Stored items
^^^^^^^^^^^^^^^^

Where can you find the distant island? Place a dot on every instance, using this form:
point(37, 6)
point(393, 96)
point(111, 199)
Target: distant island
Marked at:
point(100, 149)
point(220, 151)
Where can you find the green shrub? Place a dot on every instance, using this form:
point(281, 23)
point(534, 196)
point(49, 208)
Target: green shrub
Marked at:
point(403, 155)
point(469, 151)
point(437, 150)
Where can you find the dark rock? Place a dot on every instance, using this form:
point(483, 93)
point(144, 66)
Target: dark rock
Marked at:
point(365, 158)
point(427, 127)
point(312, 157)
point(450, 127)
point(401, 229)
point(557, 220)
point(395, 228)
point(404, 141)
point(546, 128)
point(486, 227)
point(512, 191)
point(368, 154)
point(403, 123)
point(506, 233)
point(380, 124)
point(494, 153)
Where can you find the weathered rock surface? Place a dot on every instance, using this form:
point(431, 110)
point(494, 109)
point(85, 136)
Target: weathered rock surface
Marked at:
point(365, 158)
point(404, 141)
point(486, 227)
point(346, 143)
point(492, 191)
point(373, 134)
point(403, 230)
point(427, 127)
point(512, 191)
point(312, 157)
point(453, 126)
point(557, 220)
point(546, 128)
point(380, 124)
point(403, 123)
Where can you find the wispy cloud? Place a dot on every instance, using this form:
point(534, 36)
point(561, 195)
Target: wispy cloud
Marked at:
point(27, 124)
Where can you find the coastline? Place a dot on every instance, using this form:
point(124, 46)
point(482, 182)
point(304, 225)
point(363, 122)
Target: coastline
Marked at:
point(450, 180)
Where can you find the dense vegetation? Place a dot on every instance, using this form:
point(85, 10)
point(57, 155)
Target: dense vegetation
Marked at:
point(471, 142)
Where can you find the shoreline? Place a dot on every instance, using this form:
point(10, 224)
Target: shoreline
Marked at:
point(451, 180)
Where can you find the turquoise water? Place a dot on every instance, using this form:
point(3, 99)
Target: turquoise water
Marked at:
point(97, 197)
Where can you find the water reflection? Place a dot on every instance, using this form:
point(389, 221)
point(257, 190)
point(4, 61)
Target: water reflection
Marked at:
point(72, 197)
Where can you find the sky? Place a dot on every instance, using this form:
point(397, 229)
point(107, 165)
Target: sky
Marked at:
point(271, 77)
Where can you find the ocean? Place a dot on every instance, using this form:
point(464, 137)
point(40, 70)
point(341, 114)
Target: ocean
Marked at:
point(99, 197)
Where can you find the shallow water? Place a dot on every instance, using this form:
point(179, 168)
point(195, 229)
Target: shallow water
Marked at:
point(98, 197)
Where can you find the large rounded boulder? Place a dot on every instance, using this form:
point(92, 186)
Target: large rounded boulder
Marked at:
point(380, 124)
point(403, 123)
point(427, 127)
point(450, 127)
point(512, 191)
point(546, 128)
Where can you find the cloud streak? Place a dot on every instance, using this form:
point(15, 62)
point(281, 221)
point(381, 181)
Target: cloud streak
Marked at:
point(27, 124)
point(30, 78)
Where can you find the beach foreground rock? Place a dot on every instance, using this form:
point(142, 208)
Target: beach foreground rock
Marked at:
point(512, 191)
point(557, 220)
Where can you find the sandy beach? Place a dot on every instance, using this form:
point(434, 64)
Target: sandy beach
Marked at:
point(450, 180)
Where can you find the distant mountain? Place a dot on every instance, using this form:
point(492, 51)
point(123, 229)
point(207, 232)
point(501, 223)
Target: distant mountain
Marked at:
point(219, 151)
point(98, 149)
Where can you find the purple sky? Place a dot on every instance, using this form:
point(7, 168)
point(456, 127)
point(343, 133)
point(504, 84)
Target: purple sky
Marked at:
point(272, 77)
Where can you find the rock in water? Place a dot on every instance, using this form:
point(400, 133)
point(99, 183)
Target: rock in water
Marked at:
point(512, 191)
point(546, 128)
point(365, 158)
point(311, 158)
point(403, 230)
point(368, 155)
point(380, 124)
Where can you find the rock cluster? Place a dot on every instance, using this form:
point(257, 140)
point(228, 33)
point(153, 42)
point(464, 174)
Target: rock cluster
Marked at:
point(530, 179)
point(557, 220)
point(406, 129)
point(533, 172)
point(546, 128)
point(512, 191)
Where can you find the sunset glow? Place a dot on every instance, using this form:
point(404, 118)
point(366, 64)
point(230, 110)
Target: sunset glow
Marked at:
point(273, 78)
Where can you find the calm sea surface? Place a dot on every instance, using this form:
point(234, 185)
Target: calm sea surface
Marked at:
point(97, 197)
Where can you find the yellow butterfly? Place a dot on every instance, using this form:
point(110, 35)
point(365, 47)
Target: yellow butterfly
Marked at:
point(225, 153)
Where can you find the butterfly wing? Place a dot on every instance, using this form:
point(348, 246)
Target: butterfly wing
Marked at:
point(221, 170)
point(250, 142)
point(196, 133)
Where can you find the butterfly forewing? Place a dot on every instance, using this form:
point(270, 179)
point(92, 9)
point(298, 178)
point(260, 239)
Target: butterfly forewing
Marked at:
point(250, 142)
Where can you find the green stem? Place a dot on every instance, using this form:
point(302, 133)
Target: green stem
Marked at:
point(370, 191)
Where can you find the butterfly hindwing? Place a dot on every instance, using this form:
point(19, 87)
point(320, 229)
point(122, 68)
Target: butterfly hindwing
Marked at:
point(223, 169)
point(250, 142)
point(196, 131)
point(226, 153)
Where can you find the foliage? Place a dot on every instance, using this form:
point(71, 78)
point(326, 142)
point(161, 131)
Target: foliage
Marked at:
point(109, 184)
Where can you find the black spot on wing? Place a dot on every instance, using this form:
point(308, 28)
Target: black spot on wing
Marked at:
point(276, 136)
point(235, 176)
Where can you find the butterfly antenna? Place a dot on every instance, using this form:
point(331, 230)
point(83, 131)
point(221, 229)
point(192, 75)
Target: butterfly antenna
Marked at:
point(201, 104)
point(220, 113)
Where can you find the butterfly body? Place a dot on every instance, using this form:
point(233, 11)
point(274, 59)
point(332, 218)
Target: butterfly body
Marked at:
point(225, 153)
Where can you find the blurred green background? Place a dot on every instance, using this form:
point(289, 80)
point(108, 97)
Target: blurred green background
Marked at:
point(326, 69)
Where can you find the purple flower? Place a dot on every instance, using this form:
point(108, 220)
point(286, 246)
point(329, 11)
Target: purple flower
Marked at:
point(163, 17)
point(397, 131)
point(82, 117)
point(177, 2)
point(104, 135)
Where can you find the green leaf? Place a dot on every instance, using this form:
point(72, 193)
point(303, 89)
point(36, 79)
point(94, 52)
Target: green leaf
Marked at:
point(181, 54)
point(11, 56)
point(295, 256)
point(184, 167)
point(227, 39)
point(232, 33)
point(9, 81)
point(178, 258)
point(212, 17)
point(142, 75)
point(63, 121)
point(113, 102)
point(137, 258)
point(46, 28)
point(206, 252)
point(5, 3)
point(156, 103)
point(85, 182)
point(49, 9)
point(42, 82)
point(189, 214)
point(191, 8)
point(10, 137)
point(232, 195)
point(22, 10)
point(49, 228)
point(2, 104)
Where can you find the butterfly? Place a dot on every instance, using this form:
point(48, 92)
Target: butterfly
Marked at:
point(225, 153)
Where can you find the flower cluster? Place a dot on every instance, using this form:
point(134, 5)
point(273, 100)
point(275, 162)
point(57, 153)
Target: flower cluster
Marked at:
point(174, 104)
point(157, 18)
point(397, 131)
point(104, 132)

^^^^^^^^^^^^^^^^

**TASK TO COMPLETE**. Whenever the string "cluster" turns up in a line above, copy that line out.

**PROBLEM SOLUTION**.
Where can you find the rock cluster? Place a dot on every instance, using this form:
Target: rock cluster
Where can you find the flower cluster? Place a dot on every instance, using this form:
Target: flower cluster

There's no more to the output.